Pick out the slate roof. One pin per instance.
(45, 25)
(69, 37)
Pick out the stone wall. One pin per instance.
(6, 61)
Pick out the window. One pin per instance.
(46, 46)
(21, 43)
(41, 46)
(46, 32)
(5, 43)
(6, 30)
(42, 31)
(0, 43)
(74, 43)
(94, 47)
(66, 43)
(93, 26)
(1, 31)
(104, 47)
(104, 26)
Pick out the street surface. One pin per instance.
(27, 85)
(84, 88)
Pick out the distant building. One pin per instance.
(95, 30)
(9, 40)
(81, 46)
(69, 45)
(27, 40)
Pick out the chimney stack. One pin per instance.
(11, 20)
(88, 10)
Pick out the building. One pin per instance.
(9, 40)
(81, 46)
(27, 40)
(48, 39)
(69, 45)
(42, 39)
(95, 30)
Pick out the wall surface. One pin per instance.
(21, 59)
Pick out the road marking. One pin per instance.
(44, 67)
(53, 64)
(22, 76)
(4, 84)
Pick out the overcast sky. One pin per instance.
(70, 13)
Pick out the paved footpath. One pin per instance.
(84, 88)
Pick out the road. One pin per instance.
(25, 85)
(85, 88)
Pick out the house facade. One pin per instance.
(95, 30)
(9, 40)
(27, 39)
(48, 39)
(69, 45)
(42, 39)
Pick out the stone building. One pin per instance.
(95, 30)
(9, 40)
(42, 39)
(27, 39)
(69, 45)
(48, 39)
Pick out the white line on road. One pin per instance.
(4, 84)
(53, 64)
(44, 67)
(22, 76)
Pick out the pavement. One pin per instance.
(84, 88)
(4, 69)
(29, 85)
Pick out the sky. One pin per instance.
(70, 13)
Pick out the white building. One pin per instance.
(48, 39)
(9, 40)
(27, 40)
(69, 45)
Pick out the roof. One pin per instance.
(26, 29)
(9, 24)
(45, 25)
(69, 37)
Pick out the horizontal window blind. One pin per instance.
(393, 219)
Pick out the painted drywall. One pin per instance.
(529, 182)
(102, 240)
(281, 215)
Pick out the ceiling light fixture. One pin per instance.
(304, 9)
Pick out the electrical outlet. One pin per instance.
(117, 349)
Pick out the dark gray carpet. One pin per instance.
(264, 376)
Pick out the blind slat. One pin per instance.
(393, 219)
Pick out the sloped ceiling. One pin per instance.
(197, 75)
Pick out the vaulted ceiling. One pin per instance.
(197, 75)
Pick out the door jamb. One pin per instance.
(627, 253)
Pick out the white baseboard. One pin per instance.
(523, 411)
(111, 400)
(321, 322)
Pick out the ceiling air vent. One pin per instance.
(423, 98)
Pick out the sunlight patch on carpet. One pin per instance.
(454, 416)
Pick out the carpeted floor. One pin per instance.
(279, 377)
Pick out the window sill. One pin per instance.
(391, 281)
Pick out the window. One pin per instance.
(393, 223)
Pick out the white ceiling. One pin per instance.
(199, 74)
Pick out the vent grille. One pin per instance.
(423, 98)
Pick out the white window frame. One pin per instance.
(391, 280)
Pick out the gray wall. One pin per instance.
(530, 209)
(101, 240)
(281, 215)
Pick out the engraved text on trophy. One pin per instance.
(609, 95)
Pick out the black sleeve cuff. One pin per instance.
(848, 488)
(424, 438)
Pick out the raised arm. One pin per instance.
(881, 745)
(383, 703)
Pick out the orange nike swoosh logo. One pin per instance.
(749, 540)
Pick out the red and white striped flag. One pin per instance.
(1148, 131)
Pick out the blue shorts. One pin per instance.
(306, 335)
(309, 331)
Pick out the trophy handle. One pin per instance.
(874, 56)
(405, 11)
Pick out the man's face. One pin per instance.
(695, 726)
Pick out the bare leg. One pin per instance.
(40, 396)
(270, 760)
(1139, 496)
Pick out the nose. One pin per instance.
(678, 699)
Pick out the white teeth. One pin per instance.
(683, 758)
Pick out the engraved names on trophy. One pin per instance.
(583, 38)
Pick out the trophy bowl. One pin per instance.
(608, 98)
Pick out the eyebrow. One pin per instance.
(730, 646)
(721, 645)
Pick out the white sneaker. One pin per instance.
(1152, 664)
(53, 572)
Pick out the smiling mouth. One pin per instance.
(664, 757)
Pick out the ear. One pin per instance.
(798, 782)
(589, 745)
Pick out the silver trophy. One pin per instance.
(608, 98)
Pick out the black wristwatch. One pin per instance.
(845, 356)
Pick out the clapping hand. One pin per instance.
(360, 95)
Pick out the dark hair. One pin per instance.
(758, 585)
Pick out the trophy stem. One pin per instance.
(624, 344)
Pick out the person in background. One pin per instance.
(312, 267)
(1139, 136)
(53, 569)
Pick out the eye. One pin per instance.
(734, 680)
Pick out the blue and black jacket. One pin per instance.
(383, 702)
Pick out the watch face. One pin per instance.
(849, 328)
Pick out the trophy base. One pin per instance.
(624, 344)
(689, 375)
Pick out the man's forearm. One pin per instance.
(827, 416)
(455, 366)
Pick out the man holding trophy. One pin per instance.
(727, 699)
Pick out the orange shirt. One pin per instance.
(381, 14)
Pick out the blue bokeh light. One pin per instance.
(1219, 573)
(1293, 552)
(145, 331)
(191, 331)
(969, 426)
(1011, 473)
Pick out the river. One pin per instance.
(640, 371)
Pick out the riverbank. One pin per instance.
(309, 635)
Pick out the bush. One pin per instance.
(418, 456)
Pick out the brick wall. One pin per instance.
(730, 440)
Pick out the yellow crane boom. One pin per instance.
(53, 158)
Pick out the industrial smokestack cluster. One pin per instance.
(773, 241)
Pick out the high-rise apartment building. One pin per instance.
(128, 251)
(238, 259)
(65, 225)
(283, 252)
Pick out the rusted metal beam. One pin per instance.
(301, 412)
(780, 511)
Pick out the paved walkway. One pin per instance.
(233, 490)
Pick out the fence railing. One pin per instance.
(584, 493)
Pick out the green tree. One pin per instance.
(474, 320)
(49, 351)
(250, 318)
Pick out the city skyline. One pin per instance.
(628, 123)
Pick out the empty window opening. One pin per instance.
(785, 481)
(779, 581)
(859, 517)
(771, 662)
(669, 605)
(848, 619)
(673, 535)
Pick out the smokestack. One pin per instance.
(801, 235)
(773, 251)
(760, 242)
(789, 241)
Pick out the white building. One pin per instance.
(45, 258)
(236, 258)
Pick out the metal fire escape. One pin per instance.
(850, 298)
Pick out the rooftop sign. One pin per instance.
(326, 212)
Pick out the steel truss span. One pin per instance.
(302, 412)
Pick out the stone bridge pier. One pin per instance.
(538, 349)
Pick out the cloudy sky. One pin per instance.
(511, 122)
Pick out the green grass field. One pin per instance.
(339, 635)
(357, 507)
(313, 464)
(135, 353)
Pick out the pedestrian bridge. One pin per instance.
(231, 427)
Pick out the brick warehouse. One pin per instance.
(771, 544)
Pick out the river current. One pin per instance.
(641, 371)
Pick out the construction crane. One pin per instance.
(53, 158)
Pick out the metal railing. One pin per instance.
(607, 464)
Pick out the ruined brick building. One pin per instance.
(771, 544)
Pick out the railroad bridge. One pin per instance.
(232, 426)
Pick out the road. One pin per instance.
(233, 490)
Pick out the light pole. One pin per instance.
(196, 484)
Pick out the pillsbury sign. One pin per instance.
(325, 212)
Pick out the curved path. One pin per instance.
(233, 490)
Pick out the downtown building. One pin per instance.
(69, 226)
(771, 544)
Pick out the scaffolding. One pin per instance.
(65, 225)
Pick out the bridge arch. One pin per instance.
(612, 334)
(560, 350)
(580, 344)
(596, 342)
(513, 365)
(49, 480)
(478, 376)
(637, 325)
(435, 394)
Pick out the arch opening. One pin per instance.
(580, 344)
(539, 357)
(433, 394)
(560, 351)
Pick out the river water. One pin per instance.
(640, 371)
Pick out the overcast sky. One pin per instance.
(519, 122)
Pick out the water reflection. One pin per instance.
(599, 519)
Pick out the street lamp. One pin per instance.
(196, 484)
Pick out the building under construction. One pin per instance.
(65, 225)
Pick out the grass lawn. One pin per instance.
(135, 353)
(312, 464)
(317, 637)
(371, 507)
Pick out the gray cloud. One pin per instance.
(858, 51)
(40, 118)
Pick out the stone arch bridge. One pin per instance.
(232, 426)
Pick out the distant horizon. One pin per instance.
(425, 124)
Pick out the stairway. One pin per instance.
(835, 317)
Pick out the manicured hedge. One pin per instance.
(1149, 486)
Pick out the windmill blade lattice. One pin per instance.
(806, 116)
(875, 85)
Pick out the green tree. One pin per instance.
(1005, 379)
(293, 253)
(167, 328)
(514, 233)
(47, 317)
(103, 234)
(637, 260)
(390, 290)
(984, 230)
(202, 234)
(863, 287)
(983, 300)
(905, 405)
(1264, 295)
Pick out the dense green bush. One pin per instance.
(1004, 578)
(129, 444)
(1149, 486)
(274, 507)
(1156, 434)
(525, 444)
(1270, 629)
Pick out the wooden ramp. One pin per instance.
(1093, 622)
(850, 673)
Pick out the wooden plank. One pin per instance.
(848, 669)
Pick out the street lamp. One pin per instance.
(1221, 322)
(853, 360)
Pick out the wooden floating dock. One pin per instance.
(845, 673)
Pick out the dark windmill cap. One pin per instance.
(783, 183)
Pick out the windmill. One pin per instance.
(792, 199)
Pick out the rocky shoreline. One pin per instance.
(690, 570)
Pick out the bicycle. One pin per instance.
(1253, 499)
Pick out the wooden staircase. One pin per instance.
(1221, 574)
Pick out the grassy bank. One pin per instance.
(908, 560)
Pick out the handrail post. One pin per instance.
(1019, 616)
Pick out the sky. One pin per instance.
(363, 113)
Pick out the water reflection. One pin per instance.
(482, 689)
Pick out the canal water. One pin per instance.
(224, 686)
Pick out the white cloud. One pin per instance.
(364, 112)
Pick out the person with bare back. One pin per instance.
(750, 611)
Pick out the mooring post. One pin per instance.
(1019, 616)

[GOAL] Echo the rows word for word, starting at the line that contains "Pick out the wooden plank." and running through the last row.

[OUTPUT FOR THIS TASK]
Pick out the wooden plank. One pin per instance.
(848, 669)
Pick out the street lamp. One pin per instance.
(1221, 322)
(853, 360)
Pick out the wooden floating dock. One pin per instance.
(845, 673)
Pick out the dark windmill cap. One pin per instance.
(783, 183)
Pick out the windmill. One pin per instance.
(792, 199)
Pick out the rocky shoreline. One pin per instance.
(690, 570)
Pick out the bicycle. One pin per instance.
(1253, 499)
Pick out the wooden staircase. One pin per instance.
(1221, 574)
Pick out the grassy bank. One pin per instance.
(908, 560)
Pick out the handrail post. One pin per instance.
(1019, 616)
Pick out the sky. One pin per instance.
(363, 113)
Pick out the water reflection. One pin per instance.
(482, 689)
Pick out the canal water. One pin per instance.
(224, 686)
Pick out the white cloud. One pin per instance.
(364, 112)
Pick out the person with bare back. One pin per instance.
(750, 611)
Pick out the mooring post. One pin per instance.
(1019, 616)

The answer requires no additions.